## EXCERPT TO READ
- - - - - - -
I have a convergence question:
Say we have a sequence of functions $\{u_{m}\}_{m=1}^{\infty}$ where $\{u_{m}\}_{1}^{\infty} \subset L^{p}(U)$ and where $U$ is bounded. Consider $u^{\epsilon} := \eta_{\epsilon}\ast u_{m}$ where $\eta_{\epsilon}$ is the usual mollifier.
If I was able to show that for every $m$ we have $||u_{m}^{\epsilon}-u_{m}||_{L^{1}(U)} \leq \epsilon C$ for some constant $C$, then clearly I have shown that $u_{m}^{\epsilon} \rightarrow u_{m}$ in $L^{1}(U)$ as $\epsilon \rightarrow 0$. My question is simply how is the convergence "uniform in m"?
My understanding of uniform convergence is using the definition:
If $f_{n}: S \rightarrow \mathbb{R}$ converges uniformly to $f: S \rightarrow \mathbb{R}$ iff $\alpha_{n} = \text{sup}_{x}|f_{n}(x)-f(x)|$ tends to 0.
I don't see how this definition coincides with the above.
Thanks!
The convergence being "uniform in $m$" here means that given any $\delta > 0$, you can find an $\varepsilon_0 > 0$, such that for all $0 < \varepsilon \leqslant \varepsilon_0$, you have
$$\lVert u_m^\varepsilon - u_m\rVert_{L^1(U)} < \delta$$
for all $m$.
Or,
$$\sup_{m} \lVert u_m^\varepsilon - u_m\rVert_{L^1(U)} \xrightarrow{\varepsilon\to 0} 0.$$
- - - - - - -
## EXERCISE TASK A
Echo the records starting with the line that contains "written like (60,47)." and going on through the end of the records, both ends included, and leave the pictures out.
The thread above and the records that come next have no connection to each other.

Excerpts from point annotation data:
- - - - - - -
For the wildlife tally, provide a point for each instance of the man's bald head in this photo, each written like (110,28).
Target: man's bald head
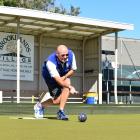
(62,53)
(61,49)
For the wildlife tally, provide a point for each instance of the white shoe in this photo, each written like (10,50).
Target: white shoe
(38,110)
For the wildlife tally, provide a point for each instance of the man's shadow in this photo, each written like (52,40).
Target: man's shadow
(51,118)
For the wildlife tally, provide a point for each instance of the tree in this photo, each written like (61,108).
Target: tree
(45,5)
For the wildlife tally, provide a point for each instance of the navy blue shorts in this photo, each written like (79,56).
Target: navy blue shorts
(54,88)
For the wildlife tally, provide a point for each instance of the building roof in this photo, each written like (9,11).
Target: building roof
(57,25)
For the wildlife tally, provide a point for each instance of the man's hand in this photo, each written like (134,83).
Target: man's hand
(72,90)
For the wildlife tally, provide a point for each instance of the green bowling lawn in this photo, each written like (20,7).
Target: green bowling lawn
(97,127)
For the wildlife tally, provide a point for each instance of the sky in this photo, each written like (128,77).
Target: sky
(123,11)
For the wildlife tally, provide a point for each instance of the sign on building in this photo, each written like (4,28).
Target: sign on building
(8,56)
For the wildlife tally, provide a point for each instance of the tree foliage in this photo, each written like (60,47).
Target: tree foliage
(45,5)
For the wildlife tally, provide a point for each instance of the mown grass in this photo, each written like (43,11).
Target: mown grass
(97,127)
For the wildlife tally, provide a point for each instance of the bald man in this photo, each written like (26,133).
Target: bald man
(57,70)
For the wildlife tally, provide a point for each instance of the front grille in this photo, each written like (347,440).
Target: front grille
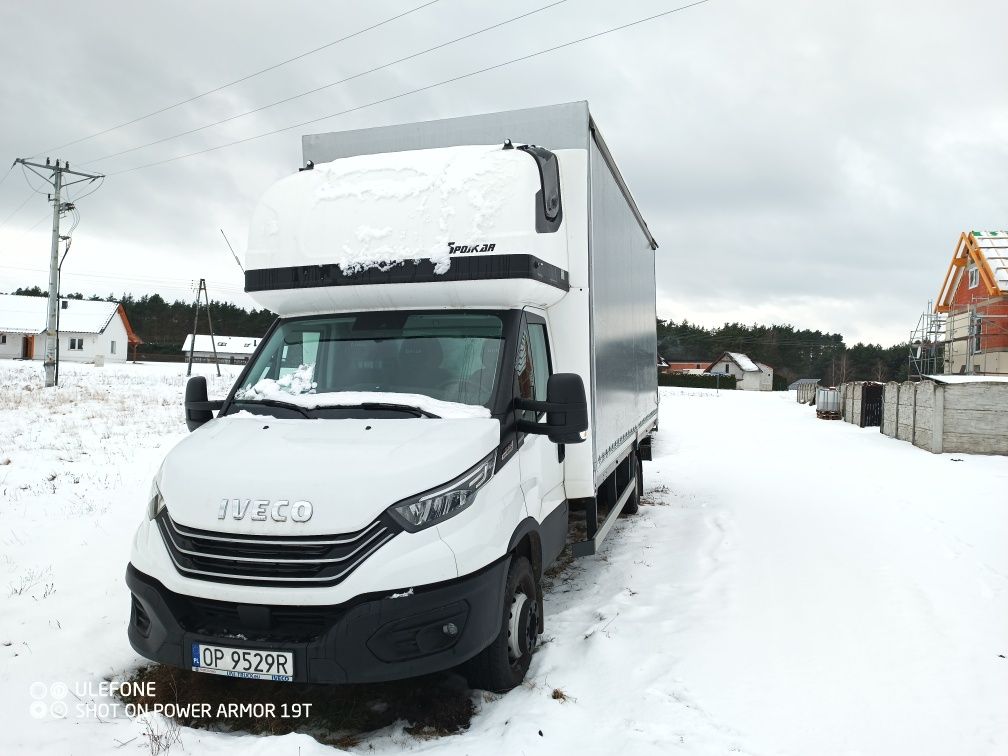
- - - - - - -
## EXERCISE TASK B
In the thread on mollifier convergence, what bound does the asker suppose holds for every m?

## OUTPUT A
For the wildlife tally, provide a point for each instance of the tree foliage in this photo, each written like (60,47).
Target: tree foliage
(45,5)
For the wildlife tally, provide a point for each instance of the mown grass in this photo, each written like (43,11).
Target: mown grass
(97,127)
For the wildlife tally, provide a point for each instance of the bald man in this photo, each written like (26,133).
Target: bald man
(57,70)
For the wildlife tally, provide a point for each instance of the front grille in this photo, each written like (347,440).
Target: front grille

## OUTPUT B
The asker supposes that $||u_{m}^{\epsilon}-u_{m}||_{L^{1}(U)} \leq \epsilon C$ for some constant $C$.